*** Text for analysis Section Begins ***

Sorry - epic tale here.
My DD is 31 and a single mother to three ND children.
Her partner at the time she was expecting her first child, kicked her down the stairs and out of the house that she was paying for when she was 20 weeks pregnant. My daughter had a large overdraft, whilst he had accumulated a very considerable amount of money as he had persuaded her to use her salary for the bills whilst he kept saving for 'luxuries'.
Her next partner contributed a paltry monthly sum to the household all the time he lived there - I didn't know the amount until he had gone. He left her with an additional two children. We found out that he was a fantasist, convicted arsonist and regularly used sex workers.
DD has been on her own in her 4 bedroom house (with mortgage) for just over three years. None of her children have asked about their fathers - neither of the fathers pay anything towards their upkeep or see them.
A couple of weeks ago my DD told me that she was seeing someone (this is during the day when her children are in school). They meet at an out of town outlet centre. I realised she only probably told me because she wants to take the relationship further and see him on evenings. She probably wants me to babysit. I've not been asked yet because my other, younger DD's daughter has been in hospital for a couple of weeks and I've been visiting every day that I can. This week my older DD's youngest is in hospital for the week. So when things settle down I'm expecting DD to ask if I can have the children at night/overnight so she can see this new 'chap'.

*** Text for analysis Section Ends ***
*** Data records Section Begins ***

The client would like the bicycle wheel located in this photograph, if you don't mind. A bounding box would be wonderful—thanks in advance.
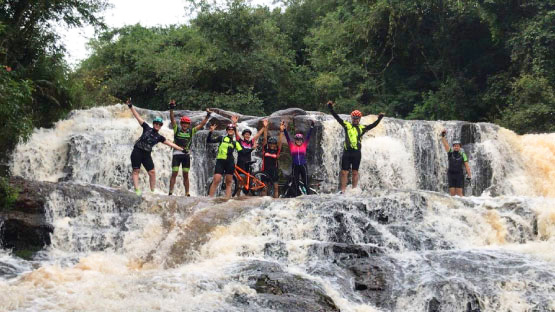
[249,171,274,196]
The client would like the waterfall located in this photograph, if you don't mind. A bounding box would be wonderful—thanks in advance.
[0,105,555,312]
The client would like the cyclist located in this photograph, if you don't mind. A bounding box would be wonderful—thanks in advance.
[327,101,385,194]
[126,99,183,196]
[169,100,211,196]
[206,124,243,198]
[231,116,264,180]
[262,119,285,198]
[441,130,472,196]
[284,120,314,196]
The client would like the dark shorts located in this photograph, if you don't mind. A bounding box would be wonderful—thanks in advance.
[264,168,279,183]
[172,154,191,172]
[214,159,235,174]
[341,150,362,170]
[447,172,464,188]
[131,148,154,171]
[237,161,249,174]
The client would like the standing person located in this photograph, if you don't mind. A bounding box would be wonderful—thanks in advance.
[169,100,211,196]
[206,124,243,198]
[231,115,264,196]
[262,119,285,198]
[441,130,472,196]
[328,101,385,194]
[231,116,264,176]
[127,99,183,196]
[284,120,314,196]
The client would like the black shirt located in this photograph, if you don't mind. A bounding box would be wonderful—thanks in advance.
[135,122,166,152]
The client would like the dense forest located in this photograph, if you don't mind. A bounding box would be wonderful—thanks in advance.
[0,0,555,156]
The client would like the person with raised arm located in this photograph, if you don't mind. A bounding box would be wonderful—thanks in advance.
[262,119,285,198]
[441,130,472,196]
[126,99,183,196]
[169,100,211,196]
[327,101,385,194]
[284,120,314,196]
[231,115,264,182]
[206,124,243,198]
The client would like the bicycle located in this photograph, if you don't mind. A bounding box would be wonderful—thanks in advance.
[279,175,319,198]
[206,161,269,197]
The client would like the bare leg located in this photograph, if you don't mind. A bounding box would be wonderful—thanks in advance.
[183,171,189,195]
[131,169,141,191]
[208,173,222,197]
[148,169,156,192]
[170,171,177,194]
[340,170,349,193]
[225,174,233,198]
[353,170,358,188]
[274,181,279,198]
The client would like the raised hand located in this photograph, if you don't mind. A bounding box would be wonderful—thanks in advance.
[279,120,287,132]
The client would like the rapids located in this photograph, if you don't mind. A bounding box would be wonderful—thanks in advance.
[0,105,555,312]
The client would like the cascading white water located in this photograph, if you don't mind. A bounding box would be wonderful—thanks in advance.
[0,105,555,312]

*** Data records Section Ends ***

* **Check your understanding**
1. In the post about the daughter's relationships, where does she meet the man she is seeing?
2. Write a continuation of the post about the daughter's relationships, picking up after its final sentence.
The data can be left aside here.

* **List of answers**
1. At an out of town outlet centre.

2.
I know his name and where he is from. I asked a friend who lives near by if she knows of him and she did. She said to tell DD to steer clear. Apparently he plays computer games all day and night, doesn't have a job, has lots of children he doesn't support, and lives in an HMO. He has told my daughter that he is a wrestling promoter 
My DD is autistic and gullible. She believes everything anyone tells her. She appears to attract 'bad uns' for want of a better expression. She throws herself at anyone who pays her the slightest bit of attention. The bigger problem is that contraception does not work for her - she has been pregnant on contraception three times (injection, implant).
I really do know how this will end (pregnant and on her own) and I want to tell her that I will in no way help her to take this relationship to the next level. But if I do that, I know she will look at me in disbelief, she will burst into tears, and say something like 'don't you want me to have a life and be happy', which of course I do, but not with another 'waste of space'.
I will in no circumstance facilitate this situation.
How can I tell her that without falling out with her? I know she will cut me out if I refuse to help. I look after both my DD's children so they can work. I know my DD will cut her nose off to spite her face and end up in a mess. How can I prevent potential damage to our close relationship? I want to prevent her from being hurt again by another low life man.